> [Task statement]
Wherever a line in the data below holds "instance", copy that line.

> [Entries shown]
<<<<

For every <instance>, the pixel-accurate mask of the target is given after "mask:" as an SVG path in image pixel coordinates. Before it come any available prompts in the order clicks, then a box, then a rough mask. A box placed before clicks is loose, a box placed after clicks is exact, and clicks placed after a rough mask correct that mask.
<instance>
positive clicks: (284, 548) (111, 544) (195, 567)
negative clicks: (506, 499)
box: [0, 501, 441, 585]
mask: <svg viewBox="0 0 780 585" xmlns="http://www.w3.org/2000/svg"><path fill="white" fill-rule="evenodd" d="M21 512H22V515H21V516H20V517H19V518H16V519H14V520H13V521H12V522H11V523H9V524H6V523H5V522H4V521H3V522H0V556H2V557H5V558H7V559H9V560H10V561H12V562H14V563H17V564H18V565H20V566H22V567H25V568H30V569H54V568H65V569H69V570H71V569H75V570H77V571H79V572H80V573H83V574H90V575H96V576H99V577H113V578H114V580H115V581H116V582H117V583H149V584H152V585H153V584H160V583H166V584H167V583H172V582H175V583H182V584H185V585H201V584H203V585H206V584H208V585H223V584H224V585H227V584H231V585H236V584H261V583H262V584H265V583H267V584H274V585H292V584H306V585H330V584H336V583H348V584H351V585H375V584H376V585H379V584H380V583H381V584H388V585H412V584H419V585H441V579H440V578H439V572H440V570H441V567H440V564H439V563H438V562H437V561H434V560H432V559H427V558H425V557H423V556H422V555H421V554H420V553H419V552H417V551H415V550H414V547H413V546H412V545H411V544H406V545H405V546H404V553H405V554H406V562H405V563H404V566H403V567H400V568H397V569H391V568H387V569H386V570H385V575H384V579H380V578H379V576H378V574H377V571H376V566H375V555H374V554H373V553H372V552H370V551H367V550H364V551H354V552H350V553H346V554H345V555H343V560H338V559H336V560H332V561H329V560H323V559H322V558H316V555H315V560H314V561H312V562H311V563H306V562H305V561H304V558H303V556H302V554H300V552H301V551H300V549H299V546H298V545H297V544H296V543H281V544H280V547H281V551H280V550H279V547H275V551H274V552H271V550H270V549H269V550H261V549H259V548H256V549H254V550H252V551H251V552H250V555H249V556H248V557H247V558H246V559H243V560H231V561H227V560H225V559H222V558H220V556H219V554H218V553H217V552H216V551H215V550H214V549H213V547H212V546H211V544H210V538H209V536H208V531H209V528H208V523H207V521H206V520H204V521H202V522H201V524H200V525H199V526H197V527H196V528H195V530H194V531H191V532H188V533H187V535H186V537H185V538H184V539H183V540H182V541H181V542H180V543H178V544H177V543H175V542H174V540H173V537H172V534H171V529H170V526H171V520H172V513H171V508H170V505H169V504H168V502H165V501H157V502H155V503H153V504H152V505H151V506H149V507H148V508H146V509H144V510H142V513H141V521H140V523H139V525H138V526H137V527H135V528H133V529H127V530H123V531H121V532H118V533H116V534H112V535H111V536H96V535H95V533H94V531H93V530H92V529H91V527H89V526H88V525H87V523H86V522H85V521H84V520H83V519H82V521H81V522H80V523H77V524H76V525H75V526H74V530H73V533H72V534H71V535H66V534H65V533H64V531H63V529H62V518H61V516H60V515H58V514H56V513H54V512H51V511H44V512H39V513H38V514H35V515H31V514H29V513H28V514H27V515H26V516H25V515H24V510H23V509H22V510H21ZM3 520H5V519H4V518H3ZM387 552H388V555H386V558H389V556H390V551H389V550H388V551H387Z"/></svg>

>>>>

> [Expected answer]
For every <instance>, the pixel-accurate mask of the target is given after "mask:" as an SVG path in image pixel coordinates. Before it come any available prompts in the order clicks, then a box, then a rough mask. A box placed before clicks is loose, a box placed after clicks is exact, and clicks placed after a rough mask correct that mask.
<instance>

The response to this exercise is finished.